GIVEN INSTRUCTION: Rewrite the rows below, replacing each "instance" with "object" and leaving everything else unchanged.

Dataset entries:

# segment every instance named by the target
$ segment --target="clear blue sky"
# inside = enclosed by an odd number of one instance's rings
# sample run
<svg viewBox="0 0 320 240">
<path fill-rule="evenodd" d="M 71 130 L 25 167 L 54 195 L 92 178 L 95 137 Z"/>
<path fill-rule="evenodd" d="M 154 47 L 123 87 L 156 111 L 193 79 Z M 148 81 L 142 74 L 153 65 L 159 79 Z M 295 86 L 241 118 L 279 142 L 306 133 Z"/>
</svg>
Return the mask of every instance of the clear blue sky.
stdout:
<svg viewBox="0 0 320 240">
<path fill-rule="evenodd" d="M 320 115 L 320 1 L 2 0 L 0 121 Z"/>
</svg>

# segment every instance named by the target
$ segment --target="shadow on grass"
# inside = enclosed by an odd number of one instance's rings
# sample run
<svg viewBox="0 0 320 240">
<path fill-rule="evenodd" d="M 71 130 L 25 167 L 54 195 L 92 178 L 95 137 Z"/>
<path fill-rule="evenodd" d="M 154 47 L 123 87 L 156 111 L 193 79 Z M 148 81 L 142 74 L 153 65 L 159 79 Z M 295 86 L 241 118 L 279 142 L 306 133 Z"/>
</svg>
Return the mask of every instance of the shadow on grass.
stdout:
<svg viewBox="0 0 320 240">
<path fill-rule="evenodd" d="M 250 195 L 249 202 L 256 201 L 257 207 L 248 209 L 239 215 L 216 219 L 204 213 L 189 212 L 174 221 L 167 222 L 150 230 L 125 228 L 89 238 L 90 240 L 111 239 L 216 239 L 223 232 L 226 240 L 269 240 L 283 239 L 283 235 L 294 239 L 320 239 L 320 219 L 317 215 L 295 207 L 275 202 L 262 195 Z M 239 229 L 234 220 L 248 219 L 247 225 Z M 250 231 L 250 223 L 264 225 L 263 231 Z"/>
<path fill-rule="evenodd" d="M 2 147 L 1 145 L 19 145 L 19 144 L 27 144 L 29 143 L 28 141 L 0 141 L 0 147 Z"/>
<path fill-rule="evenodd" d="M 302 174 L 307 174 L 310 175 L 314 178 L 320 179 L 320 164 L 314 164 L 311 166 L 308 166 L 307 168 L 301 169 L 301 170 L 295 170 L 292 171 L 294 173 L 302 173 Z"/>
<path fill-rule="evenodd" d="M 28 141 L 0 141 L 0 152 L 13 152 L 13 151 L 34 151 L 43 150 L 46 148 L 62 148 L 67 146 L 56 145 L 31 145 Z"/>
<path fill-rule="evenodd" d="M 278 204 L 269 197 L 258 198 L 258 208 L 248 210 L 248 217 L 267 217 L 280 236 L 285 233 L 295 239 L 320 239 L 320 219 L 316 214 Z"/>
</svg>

EXPECTED ANSWER:
# segment every object named by the target
$ segment --target="clear blue sky"
# inside = enclosed by an odd number of one object's rings
# sample run
<svg viewBox="0 0 320 240">
<path fill-rule="evenodd" d="M 71 130 L 25 167 L 54 195 L 92 178 L 95 137 Z"/>
<path fill-rule="evenodd" d="M 154 47 L 123 87 L 156 111 L 193 79 Z M 148 81 L 142 74 L 153 65 L 159 79 Z M 295 86 L 241 118 L 279 142 L 306 133 Z"/>
</svg>
Return the mask of every object of the clear blue sky.
stdout:
<svg viewBox="0 0 320 240">
<path fill-rule="evenodd" d="M 320 115 L 320 1 L 2 0 L 0 121 Z"/>
</svg>

# segment every object named by the target
$ segment --target="shadow on grass"
# inside = enclosed by an odd number of one object's rings
# sample run
<svg viewBox="0 0 320 240">
<path fill-rule="evenodd" d="M 71 130 L 25 167 L 54 195 L 92 178 L 95 137 Z"/>
<path fill-rule="evenodd" d="M 154 47 L 123 87 L 156 111 L 193 79 Z M 148 81 L 142 74 L 153 65 L 159 79 Z M 295 86 L 241 118 L 279 142 L 306 133 Z"/>
</svg>
Return the mask of every object of the shadow on grass.
stdout:
<svg viewBox="0 0 320 240">
<path fill-rule="evenodd" d="M 250 195 L 249 202 L 256 201 L 257 207 L 248 209 L 239 215 L 216 219 L 204 213 L 189 212 L 174 221 L 167 222 L 150 230 L 125 228 L 89 238 L 90 240 L 111 239 L 216 239 L 223 232 L 226 240 L 269 240 L 283 239 L 283 235 L 294 239 L 320 239 L 320 219 L 317 215 L 295 207 L 275 202 L 262 195 Z M 239 229 L 234 220 L 248 219 L 247 225 Z M 250 231 L 250 223 L 264 225 L 263 231 Z"/>
<path fill-rule="evenodd" d="M 2 147 L 1 145 L 19 145 L 19 144 L 27 144 L 29 143 L 28 141 L 0 141 L 0 147 Z"/>
<path fill-rule="evenodd" d="M 302 174 L 307 174 L 310 175 L 314 178 L 320 179 L 320 164 L 314 164 L 311 166 L 308 166 L 307 168 L 301 169 L 301 170 L 295 170 L 292 171 L 294 173 L 302 173 Z"/>
<path fill-rule="evenodd" d="M 28 141 L 0 141 L 0 152 L 13 152 L 13 151 L 34 151 L 43 150 L 46 148 L 62 148 L 67 146 L 56 145 L 31 145 Z"/>
<path fill-rule="evenodd" d="M 278 204 L 269 197 L 258 198 L 258 208 L 248 210 L 248 217 L 267 217 L 280 236 L 285 233 L 295 239 L 320 239 L 320 219 L 316 214 Z"/>
</svg>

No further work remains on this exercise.